AVAILABLE RECORDS
============================================================
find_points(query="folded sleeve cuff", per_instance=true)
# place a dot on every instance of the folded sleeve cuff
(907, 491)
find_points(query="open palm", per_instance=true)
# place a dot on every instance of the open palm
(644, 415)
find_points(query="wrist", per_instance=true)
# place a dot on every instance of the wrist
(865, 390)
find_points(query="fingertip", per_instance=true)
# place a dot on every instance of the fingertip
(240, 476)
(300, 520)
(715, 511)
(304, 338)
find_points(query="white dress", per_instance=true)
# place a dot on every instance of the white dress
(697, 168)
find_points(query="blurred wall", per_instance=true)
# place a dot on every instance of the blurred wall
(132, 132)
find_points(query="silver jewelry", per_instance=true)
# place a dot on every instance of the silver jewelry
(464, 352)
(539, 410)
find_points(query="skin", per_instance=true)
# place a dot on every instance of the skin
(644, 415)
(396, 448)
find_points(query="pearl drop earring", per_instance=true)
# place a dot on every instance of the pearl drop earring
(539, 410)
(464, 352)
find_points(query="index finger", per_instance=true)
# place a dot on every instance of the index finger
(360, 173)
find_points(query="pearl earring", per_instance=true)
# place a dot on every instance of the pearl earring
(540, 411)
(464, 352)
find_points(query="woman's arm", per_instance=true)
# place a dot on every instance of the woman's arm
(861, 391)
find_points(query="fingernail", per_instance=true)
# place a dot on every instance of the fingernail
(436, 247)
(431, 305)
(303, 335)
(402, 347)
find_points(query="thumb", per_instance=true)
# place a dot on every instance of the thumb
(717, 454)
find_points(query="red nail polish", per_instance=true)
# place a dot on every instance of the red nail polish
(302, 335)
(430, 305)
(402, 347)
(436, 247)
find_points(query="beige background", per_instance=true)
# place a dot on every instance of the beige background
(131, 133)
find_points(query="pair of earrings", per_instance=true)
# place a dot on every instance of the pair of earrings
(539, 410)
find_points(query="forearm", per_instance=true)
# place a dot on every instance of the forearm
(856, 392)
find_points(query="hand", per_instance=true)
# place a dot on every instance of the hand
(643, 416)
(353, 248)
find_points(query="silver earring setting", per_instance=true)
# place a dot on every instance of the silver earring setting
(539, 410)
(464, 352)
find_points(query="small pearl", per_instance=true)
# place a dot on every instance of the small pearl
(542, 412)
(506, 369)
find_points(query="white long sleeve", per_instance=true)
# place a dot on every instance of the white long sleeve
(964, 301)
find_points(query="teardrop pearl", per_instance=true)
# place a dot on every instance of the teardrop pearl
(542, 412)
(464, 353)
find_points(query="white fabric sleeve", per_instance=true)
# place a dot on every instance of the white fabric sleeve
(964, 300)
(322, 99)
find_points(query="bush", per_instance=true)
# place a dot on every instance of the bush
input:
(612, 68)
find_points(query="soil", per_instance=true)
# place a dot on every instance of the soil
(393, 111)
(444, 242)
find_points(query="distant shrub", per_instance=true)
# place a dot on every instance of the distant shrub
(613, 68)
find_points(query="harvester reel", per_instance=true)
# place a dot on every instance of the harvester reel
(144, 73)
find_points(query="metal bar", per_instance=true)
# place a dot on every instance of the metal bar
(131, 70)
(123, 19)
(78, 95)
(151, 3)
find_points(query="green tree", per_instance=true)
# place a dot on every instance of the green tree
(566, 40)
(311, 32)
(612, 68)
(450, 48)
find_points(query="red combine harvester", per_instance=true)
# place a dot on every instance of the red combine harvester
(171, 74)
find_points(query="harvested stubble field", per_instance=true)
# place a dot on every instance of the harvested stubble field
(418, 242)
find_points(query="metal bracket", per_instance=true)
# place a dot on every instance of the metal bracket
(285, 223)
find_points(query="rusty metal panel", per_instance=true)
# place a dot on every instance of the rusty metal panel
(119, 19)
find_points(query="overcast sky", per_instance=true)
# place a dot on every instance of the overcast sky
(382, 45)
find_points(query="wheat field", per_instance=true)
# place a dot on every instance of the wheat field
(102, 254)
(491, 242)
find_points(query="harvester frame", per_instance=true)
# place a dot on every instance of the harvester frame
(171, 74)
============================================================
WHAT THE TASK ASKS
Which lines of the material contain the string "distant"? Return each of them in full, treating uppercase and lowercase letters as different.

EXERCISE RESPONSE
find_points(query="distant shrub", per_instance=true)
# place a dot on every instance of the distant shrub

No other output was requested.